“Je suis descendu du ciel
pour faire non pas ma volonté,
mais la volonté de Celui qui m’a envoyé.
Or, telle est la volonté de Celui qui m’a envoyé :
que je ne perde aucun de ceux qu’il m’a donnés.”
(Jn 6, 38-39a)

L’Evangile de Jean m’a toujours paru bizarre, compliqué, redondant, lassant… Certains spécialistes ont prétendu qu’il était peut-être à considérer dans la tradition gnostique, c’est-à-dire cette famille spirituelle qui pense grandir spirituellement à travers la connaissance et une initiation plus ou moins secrète mais en tout cas progressive dans les choses de Dieu.

Pour ma part, je n’en sais rien, je le trouve juste compliqué. Et tant qu’à faire de le partager avec le grand nombre, cet Evangile mériterait bien d‘être décodé.

Alors je vous dis comment je fais.

Comme je veux comprendre au moins un peu, fidèle à moi-même, j’ai alors le réflexe d’aller voir le texte original en grec. Et sur l’Evangile d’aujourd’hui, je me laisse d’abord interpeller par le fait que Jésus dit qu’il est venu du ciel. Ca ne me gêne pas qu’il dise cela, mais du point de vue historique, c’est hautement improbable – dans le monde juif de l’époque, il aurait été lapidé avant la fin de sa phrase ! Non il s’agit bien d’une interprétation théologique ultérieure. Alors plutôt que de me focaliser sur une parole sacrée et définitive qui viendrait de la bouche-même de Jésus (comme si elle-même elle descendait du ciel, lol), j’essaie de comprendre ce que l’auteur et sa communauté ont voulu partager.

« Descendu du ciel », ça donne quoi en grec ?
------------
→ **Consignes**:
[A] Dans le texte sur l'Évangile de Jean, à quelle tradition certains spécialistes ont-ils prétendu que cet Évangile pourrait être rattaché ?
[B] Rédigez la suite du texte sur l'Évangile de Jean en reprenant juste après sa dernière phrase.
------------
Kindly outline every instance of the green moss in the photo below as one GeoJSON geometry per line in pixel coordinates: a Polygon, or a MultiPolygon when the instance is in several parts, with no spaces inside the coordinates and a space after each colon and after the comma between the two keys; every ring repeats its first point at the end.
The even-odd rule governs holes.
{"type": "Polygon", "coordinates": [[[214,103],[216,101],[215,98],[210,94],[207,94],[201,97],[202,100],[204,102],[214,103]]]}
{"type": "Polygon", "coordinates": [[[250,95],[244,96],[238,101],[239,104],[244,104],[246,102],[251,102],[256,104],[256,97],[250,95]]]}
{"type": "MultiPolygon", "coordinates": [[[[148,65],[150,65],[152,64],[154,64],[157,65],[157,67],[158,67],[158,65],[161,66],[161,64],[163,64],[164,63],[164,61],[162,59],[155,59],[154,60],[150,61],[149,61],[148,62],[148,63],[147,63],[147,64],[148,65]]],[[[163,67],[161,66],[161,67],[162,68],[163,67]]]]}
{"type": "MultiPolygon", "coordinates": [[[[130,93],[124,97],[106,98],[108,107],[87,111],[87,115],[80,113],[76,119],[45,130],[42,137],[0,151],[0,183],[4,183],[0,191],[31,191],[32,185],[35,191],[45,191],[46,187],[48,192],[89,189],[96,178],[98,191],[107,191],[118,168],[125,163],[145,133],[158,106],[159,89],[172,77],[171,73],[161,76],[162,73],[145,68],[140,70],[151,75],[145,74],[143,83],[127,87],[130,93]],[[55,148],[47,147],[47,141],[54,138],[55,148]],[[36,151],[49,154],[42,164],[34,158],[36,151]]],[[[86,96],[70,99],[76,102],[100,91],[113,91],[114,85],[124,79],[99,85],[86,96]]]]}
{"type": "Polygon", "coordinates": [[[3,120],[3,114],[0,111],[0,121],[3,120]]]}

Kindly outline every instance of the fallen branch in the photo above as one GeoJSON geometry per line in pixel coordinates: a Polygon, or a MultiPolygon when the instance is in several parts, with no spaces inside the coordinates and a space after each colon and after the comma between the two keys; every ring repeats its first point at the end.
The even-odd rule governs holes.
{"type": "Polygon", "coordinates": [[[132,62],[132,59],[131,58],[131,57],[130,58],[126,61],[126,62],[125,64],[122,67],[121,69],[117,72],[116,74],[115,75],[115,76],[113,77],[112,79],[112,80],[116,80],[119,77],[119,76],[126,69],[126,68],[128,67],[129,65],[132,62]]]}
------------
→ **Réponses dans l'ordre**:
[A] À la tradition gnostique.

[B]
Descendu : katabaino, ou plus exactement kata-baino. Baino désigne un mouvement fait avec les pieds, comme marcher, venir. Et kata… c’est plus compliqué parce que c’est une particule première (une sorte de préposition) que l’on peut traduire de différentes manières selon le contexte : à, de, en, vers, selon… voire « vers le bas » comme dans le mot cata-strophe : un virage, tournant, vers le bas.

Il semble que associés ensemble, les deux mots kata-baino, indiquent le fait d’aller vers le bas, de descendre, ce que l’on retrouve donc dans l’évangile de Jean. Plus spécifique à Jean, ce verbe est souvent associé au ciel pour parler de Jésus : il est descendu “du ciel” ou plus exactement “il vient du ciel dans un mouvement de haut en bas”. Cette dernière formulation est moins jolie, mais elle permet de rendre compte à la fois de l’idée volontaire de venir, marcher, utiliser ses pieds, et d’un mouvement vers le bas, que contient le mot katabaino.

Alors le ciel ? En grec, ouranos… Peu d’équivoque sur ce mot. Notons seulement que Jean ne l’emploie pour ainsi dire que pour désigner “ce qui vient” du ciel et l’on peut comprendre que c’est une métaphore pour désigner Dieu. Les autres évangélistes parlent par exemple des “oiseaux du ciel” où la métaphore marche moins bien puisque les oiseaux, on les imagine quand même se poser à un moment donné sur la terre ferme ou sur une branche d’arbre. Ils ne vivent pas en apesanteur.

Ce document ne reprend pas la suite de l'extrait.